* BEGIN TEXT PROVIDED *

BRIEF DESCRIPTION OF THE DRAWINGS


FIG. 1.1. CCE experiment on live oil at 303° F. Relative volume as a function of pressure.



FIG. 1.2. CCE experiment on live oil at 303° F. Oil compressibility as a function of pressure.



FIG. 2.1. CCE experiment of live oil/FC-40 fluid system at 303° F. Relative volume as a function of pressure.



FIG. 2.2. CCE experiment of live oil/FC-40 fluid system at 303° F. Oil/FC-40 compressibility as a function of pressure.



FIG. 3. PICTURE 1: Oil before contact with FC-40.



FIG. 4. PICTURE 2: Initial contact with FC-40.



FIG. 5. PICTURE 3: Oil/FC-40 initial interface (no mixing).



FIG. 6. PICTURE 4: Oil/FC-40 dispersion layer (no mechanical mixing).



FIG. 7. PICTURE 5: Oil/FC-40 dispersion layer 2 (no mechanical mixing).



FIG. 8. PICTURE 6: Initiate mechanical mixing.



FIG. 9. PICTURE 7: Oil/FC-40 interface fluid change during mechanical mixing.



FIG. 10. PICTURE 8: Oil/FC-40 interface after aging overnight.



FIG. 11. PICTURE 9: Oil/FC-40 interface at saturation pressure.



FIG. 12. PICTURE 10: Oil/gas interface at saturation pressure.



FIG. 13. PICTURE 11: FC-40 after flashing from cell.





DETAILED DESCRIPTION OF THE DISCLOSURE

To further advance our sealed cell development work, an experiment was devised to understand liquid and gas phase hydrocarbon solubilities in FC-40 (FLUORINERT™). Previous accepted industry standards for oil solubilities in FC-40 (e.g., none) were established at atmospheric temperature and pressure conditions. However, due to the nature of the sealed cell acquisition and laboratory procedures, FC-40, reservoir samples and associated hydrocarbons are in contact with each other at pressures and temperatures in great excess of those used to establish the original solubility standards. Thus, we suspected that the prior data is not accurate.


To understand the temperature and pressure impact on hydrocarbon solubilities in FC-40 a number of tests at RTP were conducted, as described below. In these experiments, Eagle Ford Hunsaker B9 live oil samples with reconditioned FC-40 fluid were studied at RTP of this play (5000 psia, 303° F.). In general, the live oil is characterized before and after equilibration with FC-540 or other test fluid, and changes in the characterization indicate that the test fluid is not inert. In particular, one might see changes in density, components, bubble point, dew point and the like. In this instance, we determined that FC-40 is not inert—solubilizing some of the lighter oil components and thus changing each of these parameters.


It is common to use recycled FC-40 in the coring apparatus due to the high expense of FC-40 and in reliance on the assumption that it is inert. Depending on the program, we have requested virgin FC-40 to be used, but our initial proof of concept work was performed with used FC-40. Preparing the FC-40 as described herein ensures if the experiment is undertaken with recycled fluids the full solubility of oil in the FC-40 is measured.

* END TEXT PROVIDED *
* BEGIN ENTRIES PROVIDED *

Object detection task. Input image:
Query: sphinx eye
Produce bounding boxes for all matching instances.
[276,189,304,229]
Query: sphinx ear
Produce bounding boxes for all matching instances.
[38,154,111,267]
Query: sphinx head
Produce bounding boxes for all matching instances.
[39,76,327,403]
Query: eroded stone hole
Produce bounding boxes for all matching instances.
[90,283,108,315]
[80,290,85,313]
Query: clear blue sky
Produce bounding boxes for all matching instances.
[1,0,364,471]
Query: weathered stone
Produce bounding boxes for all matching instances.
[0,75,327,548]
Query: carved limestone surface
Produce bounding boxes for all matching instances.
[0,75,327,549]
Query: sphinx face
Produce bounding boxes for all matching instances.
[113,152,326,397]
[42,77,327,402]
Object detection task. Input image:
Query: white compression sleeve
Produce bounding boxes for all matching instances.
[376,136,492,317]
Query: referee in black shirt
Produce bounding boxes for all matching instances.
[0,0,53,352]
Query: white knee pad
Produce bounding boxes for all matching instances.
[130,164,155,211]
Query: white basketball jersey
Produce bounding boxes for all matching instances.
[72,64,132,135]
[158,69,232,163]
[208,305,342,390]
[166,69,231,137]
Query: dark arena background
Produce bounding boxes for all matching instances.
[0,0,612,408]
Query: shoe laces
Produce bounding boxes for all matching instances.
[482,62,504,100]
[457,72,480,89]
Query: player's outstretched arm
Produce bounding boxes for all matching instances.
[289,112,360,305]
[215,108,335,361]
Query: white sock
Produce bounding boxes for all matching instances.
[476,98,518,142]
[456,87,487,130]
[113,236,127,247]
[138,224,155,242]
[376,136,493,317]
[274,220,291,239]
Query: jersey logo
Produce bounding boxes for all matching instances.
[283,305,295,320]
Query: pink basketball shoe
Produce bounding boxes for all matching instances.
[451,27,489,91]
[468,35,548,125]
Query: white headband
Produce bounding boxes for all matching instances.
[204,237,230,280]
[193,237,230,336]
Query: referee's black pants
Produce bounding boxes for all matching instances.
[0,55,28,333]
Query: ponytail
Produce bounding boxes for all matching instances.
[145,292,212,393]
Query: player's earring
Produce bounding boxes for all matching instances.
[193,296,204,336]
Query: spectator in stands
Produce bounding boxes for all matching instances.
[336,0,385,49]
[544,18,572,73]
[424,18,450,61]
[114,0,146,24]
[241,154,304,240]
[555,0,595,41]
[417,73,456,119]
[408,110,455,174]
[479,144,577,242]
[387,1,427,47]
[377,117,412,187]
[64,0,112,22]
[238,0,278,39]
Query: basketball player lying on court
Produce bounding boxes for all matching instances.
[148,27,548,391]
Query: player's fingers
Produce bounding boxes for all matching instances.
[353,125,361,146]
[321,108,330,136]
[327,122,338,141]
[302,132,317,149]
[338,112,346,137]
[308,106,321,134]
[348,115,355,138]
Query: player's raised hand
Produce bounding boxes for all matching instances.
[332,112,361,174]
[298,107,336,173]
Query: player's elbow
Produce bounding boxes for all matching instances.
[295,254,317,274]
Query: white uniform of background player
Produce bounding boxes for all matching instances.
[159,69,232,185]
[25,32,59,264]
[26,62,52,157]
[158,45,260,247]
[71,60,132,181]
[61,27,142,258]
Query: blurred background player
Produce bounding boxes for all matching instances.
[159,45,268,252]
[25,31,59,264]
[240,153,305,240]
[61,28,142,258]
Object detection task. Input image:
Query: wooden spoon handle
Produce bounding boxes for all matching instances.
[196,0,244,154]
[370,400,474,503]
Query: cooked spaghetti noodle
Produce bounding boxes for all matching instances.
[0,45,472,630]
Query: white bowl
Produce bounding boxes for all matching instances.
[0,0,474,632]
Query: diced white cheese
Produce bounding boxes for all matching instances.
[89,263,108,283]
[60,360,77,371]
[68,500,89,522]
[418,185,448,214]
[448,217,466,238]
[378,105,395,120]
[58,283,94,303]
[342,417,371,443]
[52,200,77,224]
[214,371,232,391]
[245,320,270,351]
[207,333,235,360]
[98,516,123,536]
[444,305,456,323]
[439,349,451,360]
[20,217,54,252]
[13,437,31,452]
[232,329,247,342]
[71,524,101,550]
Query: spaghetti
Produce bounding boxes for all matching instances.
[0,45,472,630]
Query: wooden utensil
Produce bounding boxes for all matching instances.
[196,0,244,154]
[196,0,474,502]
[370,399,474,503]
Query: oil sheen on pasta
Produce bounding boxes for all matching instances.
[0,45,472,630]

* END ENTRIES PROVIDED *

_PROBLEMS_
1 - According to the FC-40 patent excerpt, at what pressure and temperature were the Eagle Ford Hunsaker B9 live oil samples studied?
2 - Transcribe the FC-40 patent excerpt word for word, from "BRIEF DESCRIPTION OF" down to "Oil compressibility as a function of pressure.".
3 - Translate this sentence from the FC-40 patent excerpt into Spanish: "It is common to use recycled FC-40 in the coring apparatus due to the high expense of FC-40 and in reliance on the assumption that it is inert."

_FINAL RESULTS_
1 - 5000 psia and 303° F.

2 -
BRIEF DESCRIPTION OF THE DRAWINGS


FIG. 1.1. CCE experiment on live oil at 303° F. Relative volume as a function of pressure.



FIG. 1.2. CCE experiment on live oil at 303° F. Oil compressibility as a function of pressure.

3 - Es habitual utilizar FC-40 reciclado en el equipo de extracción de núcleos debido al elevado costo del FC-40 y confiando en la suposición de que es inerte.